## ENTRIES
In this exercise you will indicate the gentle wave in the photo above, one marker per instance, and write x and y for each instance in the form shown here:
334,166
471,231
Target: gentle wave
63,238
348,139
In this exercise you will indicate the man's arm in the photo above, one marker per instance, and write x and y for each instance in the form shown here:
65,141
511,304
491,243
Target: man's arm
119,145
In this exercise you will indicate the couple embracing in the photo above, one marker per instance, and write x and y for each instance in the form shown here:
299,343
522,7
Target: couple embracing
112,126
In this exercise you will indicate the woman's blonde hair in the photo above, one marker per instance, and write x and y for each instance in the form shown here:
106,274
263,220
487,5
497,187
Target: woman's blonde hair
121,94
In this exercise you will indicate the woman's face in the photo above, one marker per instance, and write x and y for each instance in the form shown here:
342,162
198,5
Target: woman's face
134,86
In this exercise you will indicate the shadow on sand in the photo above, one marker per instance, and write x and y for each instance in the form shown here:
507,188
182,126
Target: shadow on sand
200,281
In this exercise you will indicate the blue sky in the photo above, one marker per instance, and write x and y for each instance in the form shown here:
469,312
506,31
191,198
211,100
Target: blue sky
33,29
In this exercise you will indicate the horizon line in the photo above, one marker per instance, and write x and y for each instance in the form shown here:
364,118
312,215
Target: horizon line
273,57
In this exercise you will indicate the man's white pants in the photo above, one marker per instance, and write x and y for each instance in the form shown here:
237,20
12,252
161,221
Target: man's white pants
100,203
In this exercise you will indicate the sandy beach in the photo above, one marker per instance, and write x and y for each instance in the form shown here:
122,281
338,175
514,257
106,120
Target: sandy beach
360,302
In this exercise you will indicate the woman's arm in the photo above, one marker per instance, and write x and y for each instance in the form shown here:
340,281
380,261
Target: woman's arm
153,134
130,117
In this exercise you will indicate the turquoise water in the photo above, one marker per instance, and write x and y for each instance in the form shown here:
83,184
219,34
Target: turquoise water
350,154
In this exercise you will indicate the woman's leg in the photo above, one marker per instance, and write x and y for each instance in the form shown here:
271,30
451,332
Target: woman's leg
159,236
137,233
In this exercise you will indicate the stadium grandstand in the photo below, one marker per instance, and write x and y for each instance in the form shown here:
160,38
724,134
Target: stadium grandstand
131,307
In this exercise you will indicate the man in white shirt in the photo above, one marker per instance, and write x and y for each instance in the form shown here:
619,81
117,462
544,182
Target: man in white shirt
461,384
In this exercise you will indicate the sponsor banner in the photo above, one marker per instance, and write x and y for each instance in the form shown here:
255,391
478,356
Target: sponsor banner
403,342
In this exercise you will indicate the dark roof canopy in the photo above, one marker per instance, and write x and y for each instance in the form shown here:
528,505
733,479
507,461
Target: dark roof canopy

## AIM OF THE EXERCISE
Reproduce the data above in full, changing every "marker" to "point" and leaving everything else unchanged.

## SOLUTION FOR THIS TASK
In this exercise you will indicate the gentle wave in the photo above, one point per instance, and write x and y for each instance in the form shown here:
334,166
471,231
Target: gentle wave
63,238
348,139
In this exercise you will indicate the man's arm in the photo above, one point per instance, and write x and y for each instance in the form shown here:
65,141
511,304
491,243
Target: man's arm
119,145
In this exercise you will indicate the couple embracing in the photo above, one point per instance, and write x and y for each instance in the form shown here:
299,343
522,7
Target: couple embracing
112,126
In this exercise you will indicate the woman's blonde hair in the photo above, one point per instance, and write x and y for each instance in the form shown here:
106,274
263,220
487,5
497,187
Target: woman's blonde hair
121,94
In this exercise you will indicate the woman's face in the photo above, one point per instance, and write x and y for each instance in the form shown here:
342,162
198,5
Target: woman's face
134,86
In this exercise you will indicate the shadow on sand in the photo above, one point per instance, and write x and y for each instance in the form shown here:
507,188
182,126
Target: shadow on sand
200,281
In this exercise you will indicate the blue sky in the photo above, one point per instance, and write x and y for each instance in the form shown here:
469,312
506,31
191,198
211,100
Target: blue sky
33,29
In this exercise you will indicate the horizon line in the photo above, one point per instance, and write x and y for each instance in the form shown here:
364,118
312,215
Target: horizon line
273,57
In this exercise you will indicate the man's white pants in the photo above, one point per instance, and write x and y for each instance in the form shown here:
237,20
12,252
161,221
Target: man's white pants
100,203
In this exercise you will indicate the sandy beach in the photo above, one point per instance, and write x and y for each instance in the form shown here:
122,281
338,175
514,257
106,120
Target: sandy beach
360,302
In this exercise you will indicate the woman's arm in the photo above, one point per instance, and write x and y for each instance in the form shown here:
340,281
380,261
Target: woman's arm
153,134
130,117
In this exercise you will indicate the turquoise water in the photo above, one point per instance, and write x and y for each instance in the form shown here:
83,184
219,34
Target: turquoise water
350,154
In this exercise you will indicate the woman's leg in the photo above, one point per instance, and write x and y for each instance in the form shown here:
271,30
451,332
Target: woman's leg
159,236
137,233
In this exercise you will indicate the stadium grandstand in the photo below, one point per instance, and write x and y for each instance in the form shown here:
160,38
724,134
Target: stadium grandstand
131,307
In this exercise you will indicate the man in white shirt in the photo above, one point per instance, and write x and y for each instance in the form shown here:
619,81
117,462
544,182
Target: man in white shirt
461,384
In this exercise you will indicate the sponsor banner in the photo above, one point per instance, and write x and y for each instance in the form shown here:
255,391
478,356
Target: sponsor banner
403,342
In this exercise you will indicate the dark roof canopy in the photo above, one point per instance, and write x and y for each instance in the form shown here:
528,505
733,479
507,461
Target: dark roof canopy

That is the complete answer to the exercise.